__What to work on__. Locate every line in the data below that contains the string "shirt", and copy each of those lines.

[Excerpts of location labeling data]
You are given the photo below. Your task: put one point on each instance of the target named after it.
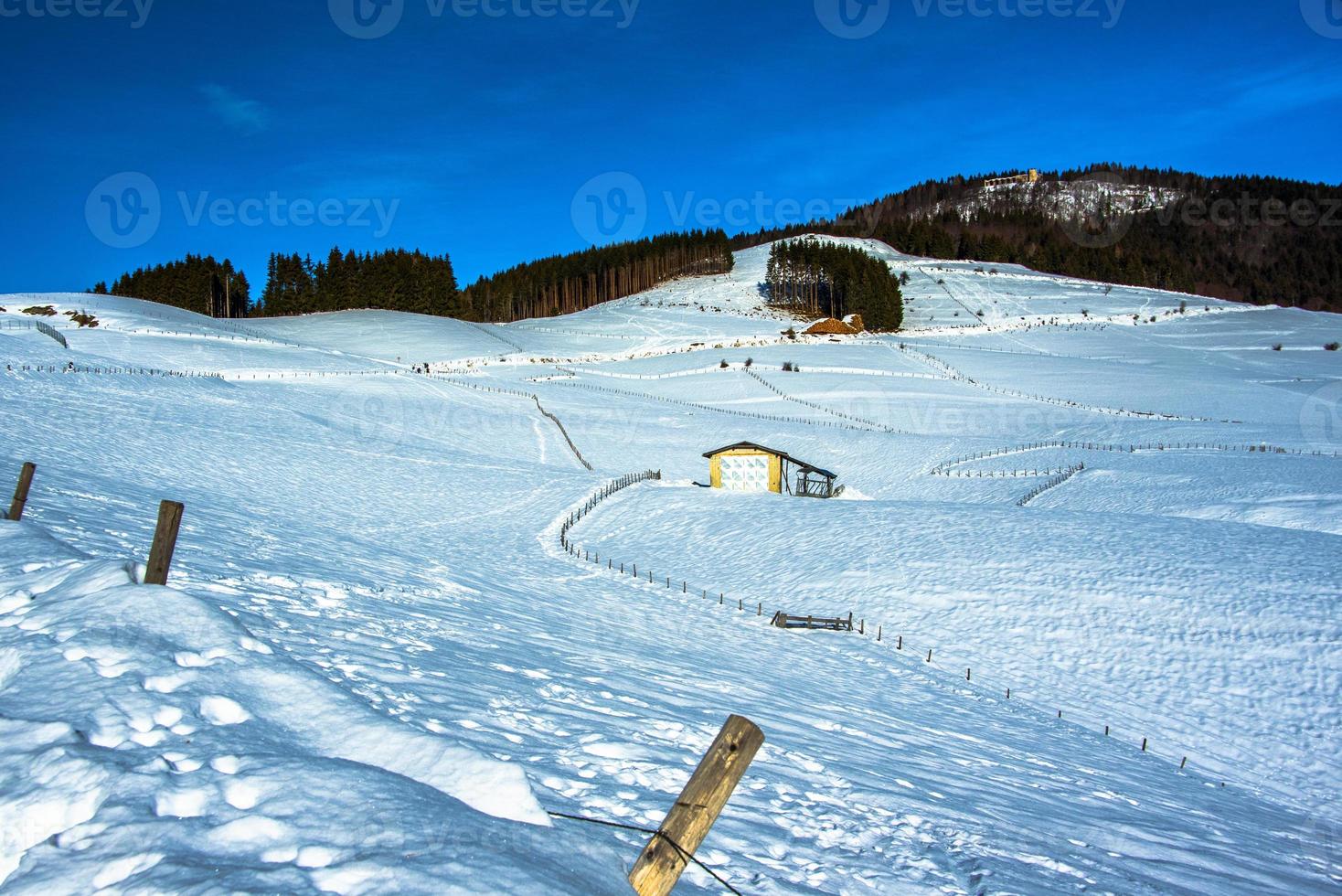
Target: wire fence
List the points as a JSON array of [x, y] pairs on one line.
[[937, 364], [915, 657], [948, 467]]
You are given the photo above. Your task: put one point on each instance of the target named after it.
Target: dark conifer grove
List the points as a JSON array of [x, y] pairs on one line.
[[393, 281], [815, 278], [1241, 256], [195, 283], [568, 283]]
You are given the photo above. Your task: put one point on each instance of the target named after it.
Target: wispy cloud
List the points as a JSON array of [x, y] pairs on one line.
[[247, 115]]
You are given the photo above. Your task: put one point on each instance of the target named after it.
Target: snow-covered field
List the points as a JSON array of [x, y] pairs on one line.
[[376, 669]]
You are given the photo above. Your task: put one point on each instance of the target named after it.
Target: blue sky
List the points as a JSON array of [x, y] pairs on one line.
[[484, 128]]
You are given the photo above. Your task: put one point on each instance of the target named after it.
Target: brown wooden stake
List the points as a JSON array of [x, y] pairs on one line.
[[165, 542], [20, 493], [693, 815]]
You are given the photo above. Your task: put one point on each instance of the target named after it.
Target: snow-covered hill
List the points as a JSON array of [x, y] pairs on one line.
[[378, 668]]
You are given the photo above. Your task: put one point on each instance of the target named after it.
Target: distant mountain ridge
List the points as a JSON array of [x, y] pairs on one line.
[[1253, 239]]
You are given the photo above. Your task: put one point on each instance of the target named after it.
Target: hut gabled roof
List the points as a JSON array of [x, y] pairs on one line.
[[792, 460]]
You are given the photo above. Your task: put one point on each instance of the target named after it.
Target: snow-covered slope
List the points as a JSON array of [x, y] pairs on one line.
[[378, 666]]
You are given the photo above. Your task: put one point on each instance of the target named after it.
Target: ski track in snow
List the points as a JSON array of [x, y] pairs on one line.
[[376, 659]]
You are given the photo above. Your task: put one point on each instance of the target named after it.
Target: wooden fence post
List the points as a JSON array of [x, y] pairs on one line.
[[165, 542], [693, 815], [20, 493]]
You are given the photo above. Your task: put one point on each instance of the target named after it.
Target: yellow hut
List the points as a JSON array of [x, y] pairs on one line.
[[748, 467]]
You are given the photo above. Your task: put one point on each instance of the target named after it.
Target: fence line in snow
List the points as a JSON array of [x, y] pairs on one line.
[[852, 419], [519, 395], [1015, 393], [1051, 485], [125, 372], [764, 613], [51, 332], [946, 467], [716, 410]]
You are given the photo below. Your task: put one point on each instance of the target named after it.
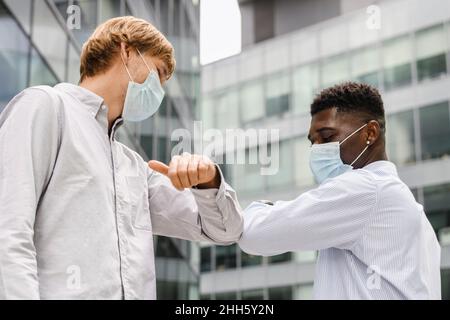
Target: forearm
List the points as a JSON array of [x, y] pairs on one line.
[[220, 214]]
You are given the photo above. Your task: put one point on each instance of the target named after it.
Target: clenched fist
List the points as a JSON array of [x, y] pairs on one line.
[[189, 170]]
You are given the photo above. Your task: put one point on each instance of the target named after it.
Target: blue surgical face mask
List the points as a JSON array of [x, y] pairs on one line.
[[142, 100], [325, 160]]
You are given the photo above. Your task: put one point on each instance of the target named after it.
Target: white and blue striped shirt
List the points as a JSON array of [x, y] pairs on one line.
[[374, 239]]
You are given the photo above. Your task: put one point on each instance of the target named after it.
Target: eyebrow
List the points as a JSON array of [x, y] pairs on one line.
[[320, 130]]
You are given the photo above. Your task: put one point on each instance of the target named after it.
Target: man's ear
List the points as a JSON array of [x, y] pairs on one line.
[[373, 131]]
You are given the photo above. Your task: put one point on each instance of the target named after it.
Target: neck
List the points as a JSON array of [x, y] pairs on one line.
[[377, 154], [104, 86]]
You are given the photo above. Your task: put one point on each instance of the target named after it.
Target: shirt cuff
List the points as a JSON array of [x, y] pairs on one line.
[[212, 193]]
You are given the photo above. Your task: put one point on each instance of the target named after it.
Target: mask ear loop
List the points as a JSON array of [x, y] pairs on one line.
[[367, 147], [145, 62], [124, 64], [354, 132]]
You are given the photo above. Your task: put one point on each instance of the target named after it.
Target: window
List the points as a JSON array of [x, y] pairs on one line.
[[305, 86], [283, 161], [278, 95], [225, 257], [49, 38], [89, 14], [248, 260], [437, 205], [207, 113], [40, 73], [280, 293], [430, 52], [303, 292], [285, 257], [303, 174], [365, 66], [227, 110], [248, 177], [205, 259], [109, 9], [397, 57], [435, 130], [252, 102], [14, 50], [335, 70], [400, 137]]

---

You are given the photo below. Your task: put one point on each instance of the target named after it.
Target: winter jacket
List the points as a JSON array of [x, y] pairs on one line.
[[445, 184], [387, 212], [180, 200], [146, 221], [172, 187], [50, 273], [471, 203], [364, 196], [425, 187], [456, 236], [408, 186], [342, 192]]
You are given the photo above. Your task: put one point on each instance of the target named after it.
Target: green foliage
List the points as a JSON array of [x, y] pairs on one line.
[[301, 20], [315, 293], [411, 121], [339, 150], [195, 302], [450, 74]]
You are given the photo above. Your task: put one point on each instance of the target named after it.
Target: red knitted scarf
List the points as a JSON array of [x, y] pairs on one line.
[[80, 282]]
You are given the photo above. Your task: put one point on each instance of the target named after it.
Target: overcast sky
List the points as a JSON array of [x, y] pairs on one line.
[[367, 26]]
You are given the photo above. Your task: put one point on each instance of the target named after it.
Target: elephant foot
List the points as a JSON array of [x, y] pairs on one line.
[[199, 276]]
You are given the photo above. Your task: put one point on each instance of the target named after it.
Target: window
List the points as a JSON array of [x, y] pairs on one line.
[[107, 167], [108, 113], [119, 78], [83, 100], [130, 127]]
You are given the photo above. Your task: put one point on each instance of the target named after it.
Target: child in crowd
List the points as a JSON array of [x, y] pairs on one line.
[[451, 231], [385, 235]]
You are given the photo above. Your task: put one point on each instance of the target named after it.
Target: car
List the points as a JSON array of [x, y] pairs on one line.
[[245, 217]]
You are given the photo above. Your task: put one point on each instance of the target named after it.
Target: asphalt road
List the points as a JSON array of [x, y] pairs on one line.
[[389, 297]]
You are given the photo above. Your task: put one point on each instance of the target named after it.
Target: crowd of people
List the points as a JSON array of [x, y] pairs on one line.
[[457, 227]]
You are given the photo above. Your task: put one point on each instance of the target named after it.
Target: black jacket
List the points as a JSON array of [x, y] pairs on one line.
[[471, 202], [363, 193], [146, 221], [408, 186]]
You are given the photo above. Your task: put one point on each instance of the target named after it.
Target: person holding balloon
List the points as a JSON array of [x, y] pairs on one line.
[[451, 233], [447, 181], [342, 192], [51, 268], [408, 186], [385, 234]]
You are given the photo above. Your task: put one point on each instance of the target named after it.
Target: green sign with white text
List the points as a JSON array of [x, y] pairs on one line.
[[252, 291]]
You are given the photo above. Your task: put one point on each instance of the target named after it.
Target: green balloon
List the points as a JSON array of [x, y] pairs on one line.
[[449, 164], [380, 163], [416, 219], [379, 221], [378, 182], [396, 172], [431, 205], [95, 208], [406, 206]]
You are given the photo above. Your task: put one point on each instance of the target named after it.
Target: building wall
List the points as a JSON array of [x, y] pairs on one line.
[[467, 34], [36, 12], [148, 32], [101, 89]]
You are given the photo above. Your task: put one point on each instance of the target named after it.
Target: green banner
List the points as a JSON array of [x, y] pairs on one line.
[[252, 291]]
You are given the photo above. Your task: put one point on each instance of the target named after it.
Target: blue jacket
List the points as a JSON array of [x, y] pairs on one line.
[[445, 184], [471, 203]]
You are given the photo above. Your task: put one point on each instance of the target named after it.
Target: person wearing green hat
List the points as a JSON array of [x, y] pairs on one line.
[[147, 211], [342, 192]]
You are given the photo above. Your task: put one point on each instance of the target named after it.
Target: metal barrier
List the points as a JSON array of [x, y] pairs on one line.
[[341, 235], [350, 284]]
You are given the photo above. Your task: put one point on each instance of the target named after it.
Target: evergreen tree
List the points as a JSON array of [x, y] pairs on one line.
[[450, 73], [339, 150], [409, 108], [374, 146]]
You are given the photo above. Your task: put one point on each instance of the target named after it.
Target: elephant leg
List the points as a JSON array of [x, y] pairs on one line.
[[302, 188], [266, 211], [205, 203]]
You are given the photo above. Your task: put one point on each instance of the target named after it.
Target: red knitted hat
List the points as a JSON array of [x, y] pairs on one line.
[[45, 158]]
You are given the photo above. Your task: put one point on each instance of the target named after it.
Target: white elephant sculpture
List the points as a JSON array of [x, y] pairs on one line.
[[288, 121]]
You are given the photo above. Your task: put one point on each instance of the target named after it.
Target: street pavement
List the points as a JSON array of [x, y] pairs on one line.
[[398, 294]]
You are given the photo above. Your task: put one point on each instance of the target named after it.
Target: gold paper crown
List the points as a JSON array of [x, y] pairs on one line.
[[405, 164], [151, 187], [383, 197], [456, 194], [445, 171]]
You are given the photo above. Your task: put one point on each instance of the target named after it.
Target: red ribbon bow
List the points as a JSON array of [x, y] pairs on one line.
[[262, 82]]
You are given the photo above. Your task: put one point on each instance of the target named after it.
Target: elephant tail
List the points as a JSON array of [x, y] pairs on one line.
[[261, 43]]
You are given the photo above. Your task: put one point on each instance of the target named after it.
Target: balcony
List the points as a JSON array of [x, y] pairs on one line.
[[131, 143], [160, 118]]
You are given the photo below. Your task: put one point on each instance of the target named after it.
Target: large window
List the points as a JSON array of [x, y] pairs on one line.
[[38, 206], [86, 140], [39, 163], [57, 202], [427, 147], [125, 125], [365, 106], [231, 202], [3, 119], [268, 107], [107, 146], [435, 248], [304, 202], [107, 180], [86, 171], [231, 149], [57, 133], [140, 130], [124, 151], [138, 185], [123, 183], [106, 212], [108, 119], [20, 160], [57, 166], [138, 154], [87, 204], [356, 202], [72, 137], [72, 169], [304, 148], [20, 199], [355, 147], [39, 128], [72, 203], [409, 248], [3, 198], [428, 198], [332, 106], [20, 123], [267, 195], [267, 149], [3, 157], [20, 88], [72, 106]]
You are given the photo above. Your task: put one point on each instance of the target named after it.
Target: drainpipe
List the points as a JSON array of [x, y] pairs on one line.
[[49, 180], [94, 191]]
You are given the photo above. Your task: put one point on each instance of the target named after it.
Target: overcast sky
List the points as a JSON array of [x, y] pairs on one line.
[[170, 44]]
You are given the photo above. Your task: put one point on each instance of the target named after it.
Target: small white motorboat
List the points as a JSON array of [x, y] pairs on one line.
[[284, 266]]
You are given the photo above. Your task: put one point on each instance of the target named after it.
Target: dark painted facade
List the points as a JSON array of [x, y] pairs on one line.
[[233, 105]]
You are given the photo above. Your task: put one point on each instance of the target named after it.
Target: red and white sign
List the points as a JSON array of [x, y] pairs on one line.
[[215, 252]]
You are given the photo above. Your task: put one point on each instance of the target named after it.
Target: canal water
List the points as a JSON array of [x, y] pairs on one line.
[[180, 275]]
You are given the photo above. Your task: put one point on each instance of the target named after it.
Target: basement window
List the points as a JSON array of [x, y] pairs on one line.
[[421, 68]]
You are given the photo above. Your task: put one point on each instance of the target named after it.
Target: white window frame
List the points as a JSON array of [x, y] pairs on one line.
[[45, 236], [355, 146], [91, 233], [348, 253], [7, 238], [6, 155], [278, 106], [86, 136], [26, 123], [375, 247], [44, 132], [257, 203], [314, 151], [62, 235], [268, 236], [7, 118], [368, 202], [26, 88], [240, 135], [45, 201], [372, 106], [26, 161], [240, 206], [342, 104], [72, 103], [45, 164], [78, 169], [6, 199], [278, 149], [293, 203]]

__Solved problem__.
Target: white and blue striped shirt
Target: shirt cuff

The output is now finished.